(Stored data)
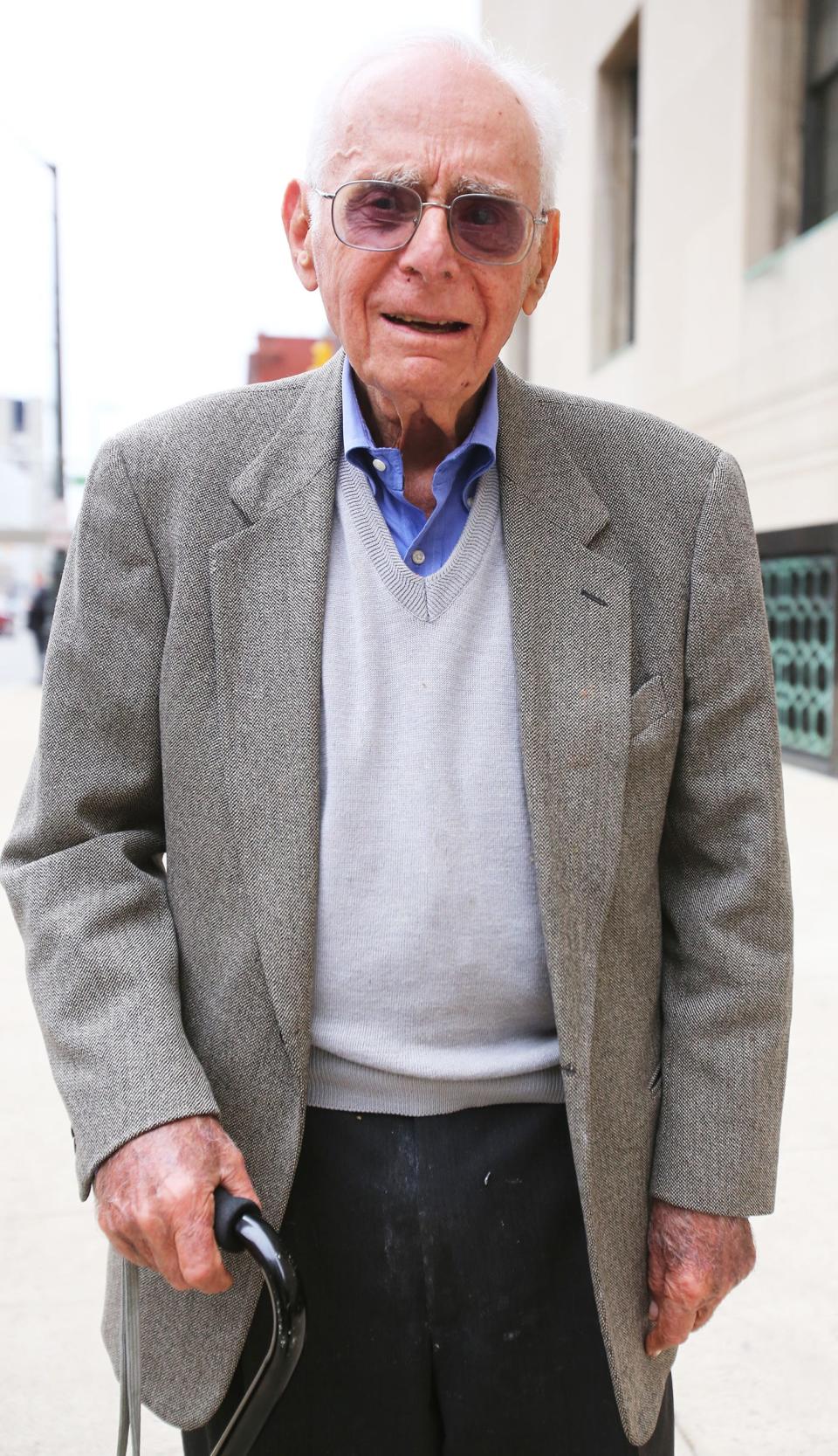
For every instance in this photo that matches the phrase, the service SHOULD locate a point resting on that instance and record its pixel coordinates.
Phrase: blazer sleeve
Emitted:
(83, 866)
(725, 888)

...

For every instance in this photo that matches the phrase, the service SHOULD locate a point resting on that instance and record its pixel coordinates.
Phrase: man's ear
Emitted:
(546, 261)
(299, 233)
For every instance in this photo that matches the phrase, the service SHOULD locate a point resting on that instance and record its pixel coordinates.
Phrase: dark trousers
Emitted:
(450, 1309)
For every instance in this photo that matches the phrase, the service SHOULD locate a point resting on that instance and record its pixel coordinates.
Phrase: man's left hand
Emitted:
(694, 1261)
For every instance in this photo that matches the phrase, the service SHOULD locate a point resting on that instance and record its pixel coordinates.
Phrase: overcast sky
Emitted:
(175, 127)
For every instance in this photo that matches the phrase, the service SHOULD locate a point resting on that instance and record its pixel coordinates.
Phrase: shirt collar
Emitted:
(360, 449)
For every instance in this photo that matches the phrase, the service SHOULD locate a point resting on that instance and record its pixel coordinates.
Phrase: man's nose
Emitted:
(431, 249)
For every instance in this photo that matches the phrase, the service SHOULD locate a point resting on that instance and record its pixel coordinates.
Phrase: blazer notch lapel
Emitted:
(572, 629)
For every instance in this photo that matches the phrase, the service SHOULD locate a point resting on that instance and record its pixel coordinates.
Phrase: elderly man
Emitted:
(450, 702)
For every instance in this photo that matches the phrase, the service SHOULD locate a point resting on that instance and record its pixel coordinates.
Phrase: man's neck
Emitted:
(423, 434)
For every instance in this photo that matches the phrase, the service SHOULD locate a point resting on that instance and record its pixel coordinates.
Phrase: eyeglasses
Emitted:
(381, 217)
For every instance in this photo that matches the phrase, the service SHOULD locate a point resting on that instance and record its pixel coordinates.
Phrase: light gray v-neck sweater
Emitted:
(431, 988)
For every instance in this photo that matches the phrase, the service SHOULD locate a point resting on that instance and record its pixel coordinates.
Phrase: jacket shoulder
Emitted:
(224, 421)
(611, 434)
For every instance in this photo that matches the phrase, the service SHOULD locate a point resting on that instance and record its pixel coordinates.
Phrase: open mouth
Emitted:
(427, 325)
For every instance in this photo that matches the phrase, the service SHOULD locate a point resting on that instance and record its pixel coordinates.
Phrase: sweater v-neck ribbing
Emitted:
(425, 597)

### Stated goal
State how many lines of the records contain the string "neck". Give only the number.

### Solution for this problem
3